# WHAT YOU NEED TO DO:
Leave out the pictures and copy everything else below exactly.

++++ STORED DATA

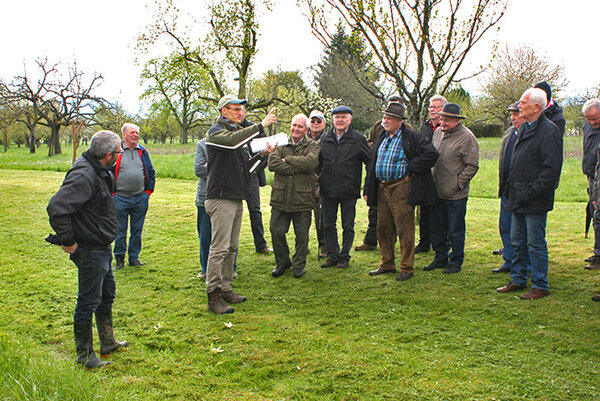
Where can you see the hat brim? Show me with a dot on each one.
(394, 115)
(441, 113)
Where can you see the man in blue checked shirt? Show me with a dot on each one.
(399, 178)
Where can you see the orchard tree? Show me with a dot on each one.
(419, 45)
(512, 72)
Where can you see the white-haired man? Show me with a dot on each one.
(135, 179)
(534, 173)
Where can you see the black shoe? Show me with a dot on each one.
(450, 269)
(436, 264)
(422, 248)
(279, 270)
(119, 262)
(328, 263)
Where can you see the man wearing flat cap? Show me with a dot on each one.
(227, 184)
(343, 152)
(506, 149)
(457, 165)
(398, 178)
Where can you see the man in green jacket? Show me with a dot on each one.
(293, 196)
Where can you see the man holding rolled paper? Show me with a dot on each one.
(228, 183)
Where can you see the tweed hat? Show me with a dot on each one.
(395, 109)
(230, 99)
(513, 107)
(451, 110)
(341, 110)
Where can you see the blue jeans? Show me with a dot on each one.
(204, 227)
(528, 237)
(96, 283)
(504, 225)
(447, 230)
(133, 209)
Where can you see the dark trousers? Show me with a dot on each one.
(130, 210)
(253, 203)
(371, 234)
(424, 217)
(96, 285)
(348, 211)
(279, 226)
(447, 230)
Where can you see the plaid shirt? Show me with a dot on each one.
(391, 161)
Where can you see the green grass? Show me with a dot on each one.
(332, 335)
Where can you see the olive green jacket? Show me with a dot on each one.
(294, 184)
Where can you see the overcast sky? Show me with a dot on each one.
(101, 37)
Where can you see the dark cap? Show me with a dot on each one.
(395, 109)
(543, 85)
(451, 110)
(341, 110)
(513, 107)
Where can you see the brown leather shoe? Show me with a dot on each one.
(328, 263)
(510, 287)
(365, 247)
(535, 293)
(381, 270)
(403, 276)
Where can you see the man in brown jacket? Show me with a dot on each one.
(457, 165)
(293, 196)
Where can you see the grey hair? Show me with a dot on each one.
(591, 103)
(129, 125)
(104, 142)
(537, 96)
(440, 98)
(299, 116)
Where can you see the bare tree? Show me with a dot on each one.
(419, 45)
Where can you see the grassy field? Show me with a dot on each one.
(332, 335)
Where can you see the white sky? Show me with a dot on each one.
(101, 36)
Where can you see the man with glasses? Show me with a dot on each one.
(227, 184)
(135, 179)
(83, 216)
(436, 104)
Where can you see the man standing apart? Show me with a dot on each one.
(534, 173)
(506, 149)
(398, 156)
(436, 104)
(457, 165)
(316, 129)
(343, 152)
(228, 183)
(591, 141)
(293, 196)
(83, 216)
(135, 178)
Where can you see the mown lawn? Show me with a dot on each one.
(332, 335)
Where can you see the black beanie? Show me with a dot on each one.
(543, 85)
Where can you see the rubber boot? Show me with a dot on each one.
(107, 338)
(84, 344)
(216, 303)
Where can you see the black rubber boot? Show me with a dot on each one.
(84, 344)
(105, 331)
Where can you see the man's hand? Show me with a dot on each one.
(271, 118)
(70, 249)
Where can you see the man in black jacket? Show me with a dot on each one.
(227, 184)
(398, 156)
(343, 152)
(83, 216)
(534, 172)
(591, 141)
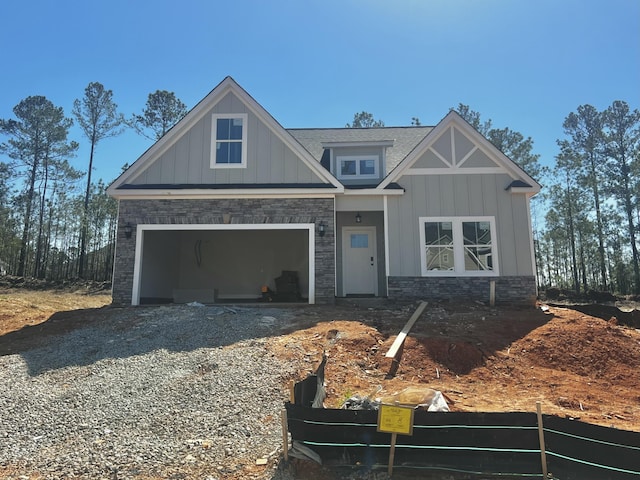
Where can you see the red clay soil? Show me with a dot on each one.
(482, 359)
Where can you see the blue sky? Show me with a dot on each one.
(314, 63)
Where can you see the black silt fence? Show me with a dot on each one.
(476, 443)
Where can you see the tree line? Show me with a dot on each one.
(56, 223)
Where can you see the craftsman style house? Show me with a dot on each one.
(231, 206)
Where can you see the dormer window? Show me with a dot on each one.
(360, 166)
(229, 141)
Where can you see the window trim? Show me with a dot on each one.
(214, 140)
(357, 159)
(458, 248)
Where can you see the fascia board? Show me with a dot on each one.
(144, 194)
(363, 143)
(372, 191)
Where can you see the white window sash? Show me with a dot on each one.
(214, 140)
(458, 248)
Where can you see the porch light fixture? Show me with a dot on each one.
(321, 229)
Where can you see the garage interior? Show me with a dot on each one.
(224, 266)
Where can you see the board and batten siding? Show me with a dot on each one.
(188, 160)
(460, 195)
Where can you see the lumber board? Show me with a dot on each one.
(399, 341)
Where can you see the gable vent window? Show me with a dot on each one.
(361, 166)
(229, 134)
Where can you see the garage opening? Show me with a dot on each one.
(224, 264)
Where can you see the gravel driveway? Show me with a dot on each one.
(165, 392)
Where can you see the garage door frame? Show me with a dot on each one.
(142, 228)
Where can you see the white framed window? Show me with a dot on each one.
(357, 166)
(459, 246)
(229, 140)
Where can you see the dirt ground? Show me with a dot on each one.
(579, 364)
(481, 358)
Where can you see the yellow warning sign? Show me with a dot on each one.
(394, 419)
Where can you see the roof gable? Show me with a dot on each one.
(455, 147)
(182, 156)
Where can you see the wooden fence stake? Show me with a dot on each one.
(399, 341)
(285, 435)
(543, 455)
(392, 453)
(492, 293)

++++++++

# FINAL RESULT:
Where can you see the hat brim? Show me with a dot on each one.
(394, 115)
(441, 113)
Where can you see the man in blue checked shirt? Show me with a dot on each one.
(399, 178)
Where can you see the orchard tree? Show me with a dot on each one.
(419, 45)
(512, 72)
Where can you see the white-haired man? Show me with a dot on each one.
(135, 179)
(534, 173)
Where can you see the black shoe? Show me with a dot on each one.
(450, 269)
(436, 264)
(422, 248)
(279, 270)
(119, 262)
(328, 263)
Where can you see the man wearing flat cap? Show me with a dot on each one.
(227, 184)
(343, 152)
(506, 149)
(457, 165)
(398, 178)
Where can you see the man in green jacket? Show me with a dot on each one.
(293, 196)
Where can you see the man holding rolled paper? Show me with a dot on each one.
(228, 183)
Where can you see the tweed hat? Show me with a dot on each one.
(395, 109)
(230, 99)
(513, 107)
(451, 110)
(341, 110)
Where can you see the blue jeans? Show me with a dot on each one.
(204, 227)
(528, 237)
(96, 283)
(504, 225)
(447, 230)
(133, 209)
Where can you see the dark trousers? Show me with a dot on each one.
(130, 210)
(253, 203)
(371, 234)
(424, 217)
(96, 285)
(348, 211)
(279, 226)
(447, 230)
Where can you see the plaid shirt? Show me with a dot on each one.
(391, 161)
Where can you see the green grass? Show me with a dot on each one.
(332, 335)
Where can you see the olive green jacket? Show me with a dot on each one.
(294, 184)
Where can you see the overcast sky? Show me with a dot on each one.
(101, 37)
Where can you see the dark cap? Show me with a dot on each one.
(395, 109)
(543, 85)
(451, 110)
(341, 110)
(513, 107)
Where can you see the brown leather shoe? Show me with a dot on each one.
(328, 263)
(510, 287)
(365, 247)
(535, 293)
(381, 270)
(403, 276)
Where can you see the man in brown jacket? Show me with a dot on each one.
(457, 165)
(293, 196)
Where can you see the grey hair? Show me with a dot on each one.
(591, 103)
(129, 125)
(104, 142)
(537, 96)
(440, 98)
(299, 116)
Where can you see the bare tree? Show me with a dot on each one.
(419, 45)
Where can you see the grassy field? Show me with a dot on each one.
(332, 335)
Where can you see the white sky? Show me with a dot on each one.
(101, 36)
Where can you see the man with glasses? Show me with a dot on each one.
(227, 184)
(135, 179)
(83, 216)
(436, 104)
Where can you see the man standing apart? Show me with a dot on each one.
(534, 173)
(506, 149)
(398, 156)
(436, 104)
(457, 165)
(316, 129)
(343, 152)
(228, 183)
(591, 141)
(293, 196)
(83, 216)
(135, 178)
Where can you see the mown lawn? Show me with a dot on each one.
(332, 335)
Where can you see the black beanie? Show me with a dot on each one.
(543, 85)
Where can you see the rubber boot? Show me with a dot on each one.
(107, 338)
(84, 344)
(216, 303)
Where can you see the black rubber boot? Show me with a dot on each one.
(84, 344)
(105, 331)
Where can you see the man's hand? Show me with a dot on each one.
(271, 118)
(70, 249)
Where can you see the man in black jacket? Show me with a dot on each one.
(227, 184)
(398, 156)
(343, 152)
(83, 216)
(534, 172)
(591, 141)
Where can you see the red clay soil? Show me with a dot on each one.
(482, 359)
Where can you see the blue sky? Show me with a dot on each one.
(314, 63)
Where can you see the black silt fence? Show me with a dot on each one.
(476, 443)
Where can you see the tree line? Show me with a dot on each one.
(56, 223)
Where can you see the craftsman style house? Show me with a dot on each one.
(231, 206)
Where can you see the dormer window? Show me with a dot on each one.
(360, 166)
(229, 141)
Where can you see the window trim? Show me with a dot on each one.
(214, 140)
(357, 159)
(458, 248)
Where can you see the fascia board? Show me with a dot on each one.
(144, 194)
(363, 143)
(372, 191)
Where can you see the white window sash? Show me with a dot on each one.
(214, 140)
(458, 248)
Where can you see the porch light fixture? Show me with a dot on each one.
(321, 229)
Where can you see the garage interior? Show me with a dot on each one.
(224, 266)
Where can you see the board and batten siding? Show me with a dot on each one.
(188, 160)
(460, 195)
Where can you see the lumber board? Show me with a dot on each one.
(399, 341)
Where can you see the gable vent window? Show me with a dot on each one.
(361, 166)
(229, 134)
Where can you see the garage opening? Show me with a dot on each one.
(224, 264)
Where can you see the gravel driveway? Show me with a dot on each one.
(165, 392)
Where can you see the garage door frame? Show me with a dot on each one.
(142, 228)
Where can you see the white framed window? Show me with a dot on each one.
(357, 166)
(459, 246)
(229, 140)
Where can you see the dirt ground? Show me with a dot on each one.
(579, 364)
(481, 358)
Where can you see the yellow warning sign? Show me with a dot on each one.
(394, 419)
Where can you see the roof gable? Show me with a dot on each one.
(455, 147)
(182, 156)
Where can you see the wooden fence stake? Show me with a dot on each one.
(399, 341)
(285, 435)
(543, 455)
(392, 453)
(492, 293)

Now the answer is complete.